- [The task] Quote the line containing "Each instance receives exactly one keypoint. Mark the cliff" and all lines that follow it in the listing below, exactly as written.

(Beginning of Source records)

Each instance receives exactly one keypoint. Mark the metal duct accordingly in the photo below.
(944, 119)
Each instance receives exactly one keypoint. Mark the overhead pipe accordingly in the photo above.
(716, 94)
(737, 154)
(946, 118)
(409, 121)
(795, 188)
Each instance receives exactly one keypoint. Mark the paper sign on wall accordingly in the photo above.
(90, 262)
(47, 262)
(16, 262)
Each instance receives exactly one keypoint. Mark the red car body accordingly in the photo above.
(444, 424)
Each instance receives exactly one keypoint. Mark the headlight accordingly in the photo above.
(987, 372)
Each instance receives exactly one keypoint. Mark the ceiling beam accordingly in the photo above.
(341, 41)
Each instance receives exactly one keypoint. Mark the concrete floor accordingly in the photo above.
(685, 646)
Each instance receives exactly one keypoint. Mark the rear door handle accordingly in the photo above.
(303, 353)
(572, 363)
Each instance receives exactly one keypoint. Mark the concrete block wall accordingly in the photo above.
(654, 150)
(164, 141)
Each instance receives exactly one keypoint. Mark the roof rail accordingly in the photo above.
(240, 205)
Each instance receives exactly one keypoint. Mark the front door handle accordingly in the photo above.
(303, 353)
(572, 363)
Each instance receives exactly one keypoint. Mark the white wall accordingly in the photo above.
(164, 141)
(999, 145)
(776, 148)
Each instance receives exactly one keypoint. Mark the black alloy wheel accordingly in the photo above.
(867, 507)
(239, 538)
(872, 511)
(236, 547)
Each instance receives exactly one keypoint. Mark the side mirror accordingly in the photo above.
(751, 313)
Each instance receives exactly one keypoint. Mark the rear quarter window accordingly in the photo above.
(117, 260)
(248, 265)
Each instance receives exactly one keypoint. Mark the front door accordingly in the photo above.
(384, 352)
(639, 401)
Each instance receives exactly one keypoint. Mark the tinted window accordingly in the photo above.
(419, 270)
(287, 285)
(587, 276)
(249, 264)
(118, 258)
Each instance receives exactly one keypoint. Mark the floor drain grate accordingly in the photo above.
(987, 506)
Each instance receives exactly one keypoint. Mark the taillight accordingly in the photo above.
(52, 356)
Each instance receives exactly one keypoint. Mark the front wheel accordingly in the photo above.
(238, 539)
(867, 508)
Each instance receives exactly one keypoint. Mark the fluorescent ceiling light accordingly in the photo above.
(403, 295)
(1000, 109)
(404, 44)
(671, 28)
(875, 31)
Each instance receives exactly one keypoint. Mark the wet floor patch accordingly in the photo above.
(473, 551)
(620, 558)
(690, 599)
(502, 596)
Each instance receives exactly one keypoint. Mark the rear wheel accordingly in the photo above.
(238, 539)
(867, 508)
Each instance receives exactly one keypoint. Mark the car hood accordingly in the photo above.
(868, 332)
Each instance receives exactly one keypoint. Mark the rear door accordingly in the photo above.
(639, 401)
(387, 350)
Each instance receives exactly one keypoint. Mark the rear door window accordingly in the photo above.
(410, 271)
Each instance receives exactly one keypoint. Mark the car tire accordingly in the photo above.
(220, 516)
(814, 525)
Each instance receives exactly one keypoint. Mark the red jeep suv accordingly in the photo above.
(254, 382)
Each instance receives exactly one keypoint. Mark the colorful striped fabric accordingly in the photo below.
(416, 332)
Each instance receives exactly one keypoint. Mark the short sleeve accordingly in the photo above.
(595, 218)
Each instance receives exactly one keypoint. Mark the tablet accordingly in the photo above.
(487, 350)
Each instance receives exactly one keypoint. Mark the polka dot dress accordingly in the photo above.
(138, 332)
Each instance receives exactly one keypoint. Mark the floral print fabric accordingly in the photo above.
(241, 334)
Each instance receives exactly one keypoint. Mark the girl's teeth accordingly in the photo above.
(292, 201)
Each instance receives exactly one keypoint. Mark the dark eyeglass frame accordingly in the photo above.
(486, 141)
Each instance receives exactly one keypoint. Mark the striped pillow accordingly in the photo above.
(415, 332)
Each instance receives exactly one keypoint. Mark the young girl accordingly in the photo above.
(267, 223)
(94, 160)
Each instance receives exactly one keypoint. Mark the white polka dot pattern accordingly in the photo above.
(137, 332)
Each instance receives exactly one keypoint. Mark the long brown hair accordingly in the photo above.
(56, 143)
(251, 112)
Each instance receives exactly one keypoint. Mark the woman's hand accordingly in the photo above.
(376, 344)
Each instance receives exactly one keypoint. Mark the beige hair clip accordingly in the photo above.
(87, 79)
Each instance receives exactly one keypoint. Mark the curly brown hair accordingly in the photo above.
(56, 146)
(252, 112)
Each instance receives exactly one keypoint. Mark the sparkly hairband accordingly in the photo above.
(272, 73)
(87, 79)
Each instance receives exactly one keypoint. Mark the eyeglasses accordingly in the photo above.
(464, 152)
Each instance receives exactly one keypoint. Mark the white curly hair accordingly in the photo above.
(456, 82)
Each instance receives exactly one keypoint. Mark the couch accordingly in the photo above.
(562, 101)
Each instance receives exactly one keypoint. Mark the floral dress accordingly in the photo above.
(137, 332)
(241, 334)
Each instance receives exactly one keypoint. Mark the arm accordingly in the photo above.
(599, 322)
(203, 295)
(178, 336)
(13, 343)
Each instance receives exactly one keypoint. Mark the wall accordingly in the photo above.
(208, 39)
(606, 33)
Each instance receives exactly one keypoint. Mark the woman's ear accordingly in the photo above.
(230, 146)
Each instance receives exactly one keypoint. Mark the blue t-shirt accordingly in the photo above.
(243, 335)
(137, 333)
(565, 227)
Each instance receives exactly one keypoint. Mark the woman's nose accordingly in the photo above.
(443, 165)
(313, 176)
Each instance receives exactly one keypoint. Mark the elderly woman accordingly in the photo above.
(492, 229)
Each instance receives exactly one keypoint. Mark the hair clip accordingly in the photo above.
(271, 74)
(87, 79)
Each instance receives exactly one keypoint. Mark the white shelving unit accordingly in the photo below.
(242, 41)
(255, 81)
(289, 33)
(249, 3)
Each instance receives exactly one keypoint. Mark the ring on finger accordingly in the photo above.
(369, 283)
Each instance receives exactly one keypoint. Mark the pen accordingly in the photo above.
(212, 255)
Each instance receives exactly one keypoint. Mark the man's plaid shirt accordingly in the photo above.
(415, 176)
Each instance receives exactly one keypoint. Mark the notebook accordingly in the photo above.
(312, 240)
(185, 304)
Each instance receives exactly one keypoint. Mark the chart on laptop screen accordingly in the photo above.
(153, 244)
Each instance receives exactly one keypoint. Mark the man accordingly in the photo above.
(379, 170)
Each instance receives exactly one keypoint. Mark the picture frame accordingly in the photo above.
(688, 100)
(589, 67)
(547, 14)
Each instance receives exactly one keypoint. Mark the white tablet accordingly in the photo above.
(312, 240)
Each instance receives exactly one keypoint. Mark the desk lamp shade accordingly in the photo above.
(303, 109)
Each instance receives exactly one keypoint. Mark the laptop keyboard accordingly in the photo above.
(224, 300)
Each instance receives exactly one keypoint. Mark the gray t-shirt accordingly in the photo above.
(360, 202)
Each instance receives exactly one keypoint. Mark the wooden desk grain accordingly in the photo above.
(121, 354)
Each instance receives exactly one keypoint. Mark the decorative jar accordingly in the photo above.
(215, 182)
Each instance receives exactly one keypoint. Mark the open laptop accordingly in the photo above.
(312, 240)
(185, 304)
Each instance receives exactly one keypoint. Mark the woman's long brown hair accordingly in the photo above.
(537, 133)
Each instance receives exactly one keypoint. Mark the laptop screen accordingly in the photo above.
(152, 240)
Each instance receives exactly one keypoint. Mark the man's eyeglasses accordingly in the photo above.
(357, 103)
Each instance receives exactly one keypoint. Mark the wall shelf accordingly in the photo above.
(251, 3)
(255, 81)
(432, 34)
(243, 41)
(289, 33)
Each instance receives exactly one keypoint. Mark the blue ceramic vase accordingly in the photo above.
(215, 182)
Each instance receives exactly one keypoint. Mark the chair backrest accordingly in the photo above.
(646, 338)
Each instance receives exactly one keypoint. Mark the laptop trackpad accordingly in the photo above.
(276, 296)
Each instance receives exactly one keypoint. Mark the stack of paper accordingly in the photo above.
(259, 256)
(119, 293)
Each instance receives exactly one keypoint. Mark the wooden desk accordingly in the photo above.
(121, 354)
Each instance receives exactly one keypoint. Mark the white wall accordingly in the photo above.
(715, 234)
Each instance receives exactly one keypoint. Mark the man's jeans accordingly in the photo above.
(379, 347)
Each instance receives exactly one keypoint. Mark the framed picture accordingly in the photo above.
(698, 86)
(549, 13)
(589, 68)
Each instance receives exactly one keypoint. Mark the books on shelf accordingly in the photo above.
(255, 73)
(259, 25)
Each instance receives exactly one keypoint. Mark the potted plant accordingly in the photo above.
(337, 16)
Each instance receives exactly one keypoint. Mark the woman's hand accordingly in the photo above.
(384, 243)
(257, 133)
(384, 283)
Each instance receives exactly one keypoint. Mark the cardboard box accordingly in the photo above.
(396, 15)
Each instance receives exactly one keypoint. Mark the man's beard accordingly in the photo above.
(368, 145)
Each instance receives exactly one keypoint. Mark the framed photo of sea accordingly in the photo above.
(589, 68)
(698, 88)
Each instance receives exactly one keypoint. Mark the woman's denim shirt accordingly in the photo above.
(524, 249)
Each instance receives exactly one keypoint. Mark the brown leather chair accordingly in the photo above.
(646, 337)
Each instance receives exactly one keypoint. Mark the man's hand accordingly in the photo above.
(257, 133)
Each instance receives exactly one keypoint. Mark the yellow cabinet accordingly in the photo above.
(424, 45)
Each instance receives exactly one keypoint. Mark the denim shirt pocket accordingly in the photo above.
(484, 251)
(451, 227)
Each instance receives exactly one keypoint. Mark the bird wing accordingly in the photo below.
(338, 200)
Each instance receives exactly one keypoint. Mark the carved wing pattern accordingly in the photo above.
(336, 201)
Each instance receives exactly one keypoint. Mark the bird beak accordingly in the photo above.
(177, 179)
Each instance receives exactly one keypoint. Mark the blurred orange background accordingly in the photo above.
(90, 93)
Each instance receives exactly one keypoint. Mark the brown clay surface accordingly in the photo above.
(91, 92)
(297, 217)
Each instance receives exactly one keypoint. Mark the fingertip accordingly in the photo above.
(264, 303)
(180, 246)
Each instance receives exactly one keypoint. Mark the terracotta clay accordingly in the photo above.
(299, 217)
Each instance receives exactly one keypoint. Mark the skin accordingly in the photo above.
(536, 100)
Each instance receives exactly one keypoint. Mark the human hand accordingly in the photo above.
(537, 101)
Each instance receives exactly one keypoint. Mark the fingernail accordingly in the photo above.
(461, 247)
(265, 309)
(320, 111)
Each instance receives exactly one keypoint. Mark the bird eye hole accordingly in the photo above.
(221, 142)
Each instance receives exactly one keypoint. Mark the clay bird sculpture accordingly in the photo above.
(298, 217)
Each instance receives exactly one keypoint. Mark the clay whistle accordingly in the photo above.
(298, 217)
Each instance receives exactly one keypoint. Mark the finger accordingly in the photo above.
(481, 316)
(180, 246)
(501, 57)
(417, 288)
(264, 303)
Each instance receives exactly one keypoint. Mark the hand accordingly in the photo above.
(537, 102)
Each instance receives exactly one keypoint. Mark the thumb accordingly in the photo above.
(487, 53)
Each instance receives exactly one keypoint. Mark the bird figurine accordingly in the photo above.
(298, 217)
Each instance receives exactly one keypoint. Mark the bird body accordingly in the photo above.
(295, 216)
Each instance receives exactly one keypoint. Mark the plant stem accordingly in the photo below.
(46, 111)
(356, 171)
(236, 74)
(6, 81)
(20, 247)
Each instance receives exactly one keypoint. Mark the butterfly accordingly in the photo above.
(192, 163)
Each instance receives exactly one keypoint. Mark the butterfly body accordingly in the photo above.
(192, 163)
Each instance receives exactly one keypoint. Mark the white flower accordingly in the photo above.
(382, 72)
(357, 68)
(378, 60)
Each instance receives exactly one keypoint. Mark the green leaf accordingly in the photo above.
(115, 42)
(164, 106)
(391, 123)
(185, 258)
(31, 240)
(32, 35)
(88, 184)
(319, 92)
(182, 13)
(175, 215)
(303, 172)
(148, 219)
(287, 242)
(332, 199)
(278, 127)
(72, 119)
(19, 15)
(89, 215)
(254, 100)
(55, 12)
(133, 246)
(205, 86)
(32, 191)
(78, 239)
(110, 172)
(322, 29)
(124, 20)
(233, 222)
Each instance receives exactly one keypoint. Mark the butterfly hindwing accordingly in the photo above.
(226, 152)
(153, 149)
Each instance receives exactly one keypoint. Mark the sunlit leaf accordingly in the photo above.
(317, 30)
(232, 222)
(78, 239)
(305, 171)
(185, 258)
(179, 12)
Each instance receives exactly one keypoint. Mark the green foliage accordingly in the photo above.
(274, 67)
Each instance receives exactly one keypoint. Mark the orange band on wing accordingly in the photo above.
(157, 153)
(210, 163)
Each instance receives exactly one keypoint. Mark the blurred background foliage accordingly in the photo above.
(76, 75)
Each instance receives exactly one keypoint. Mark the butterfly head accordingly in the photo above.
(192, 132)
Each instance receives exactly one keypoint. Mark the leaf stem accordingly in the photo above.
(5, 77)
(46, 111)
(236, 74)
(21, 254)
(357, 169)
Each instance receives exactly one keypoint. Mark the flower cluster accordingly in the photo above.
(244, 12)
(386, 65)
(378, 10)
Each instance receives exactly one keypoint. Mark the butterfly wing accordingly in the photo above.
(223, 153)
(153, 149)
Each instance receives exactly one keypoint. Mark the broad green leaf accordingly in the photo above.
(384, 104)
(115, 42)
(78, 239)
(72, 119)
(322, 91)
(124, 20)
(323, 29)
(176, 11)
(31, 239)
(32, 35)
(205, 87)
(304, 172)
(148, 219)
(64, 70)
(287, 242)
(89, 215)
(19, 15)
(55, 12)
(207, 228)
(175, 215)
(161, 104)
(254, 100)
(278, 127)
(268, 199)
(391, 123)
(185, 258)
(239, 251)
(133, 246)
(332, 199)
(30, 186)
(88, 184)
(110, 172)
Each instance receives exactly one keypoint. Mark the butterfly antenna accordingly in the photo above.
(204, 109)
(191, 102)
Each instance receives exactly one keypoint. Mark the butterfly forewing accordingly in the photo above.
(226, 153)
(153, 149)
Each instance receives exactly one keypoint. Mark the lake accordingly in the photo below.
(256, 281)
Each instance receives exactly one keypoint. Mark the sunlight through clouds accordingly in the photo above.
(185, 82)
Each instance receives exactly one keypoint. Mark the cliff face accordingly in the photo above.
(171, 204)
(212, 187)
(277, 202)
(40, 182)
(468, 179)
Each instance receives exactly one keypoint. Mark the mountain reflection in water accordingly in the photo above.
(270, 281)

(End of Source records)

- [Task solution]
Each instance receives exactly one keypoint. Mark the cliff face accordingly in the photo above.
(171, 204)
(212, 187)
(277, 202)
(40, 182)
(468, 179)
Each instance receives exactly one keypoint. Mark the mountain reflection in water accordingly in the photo above.
(270, 281)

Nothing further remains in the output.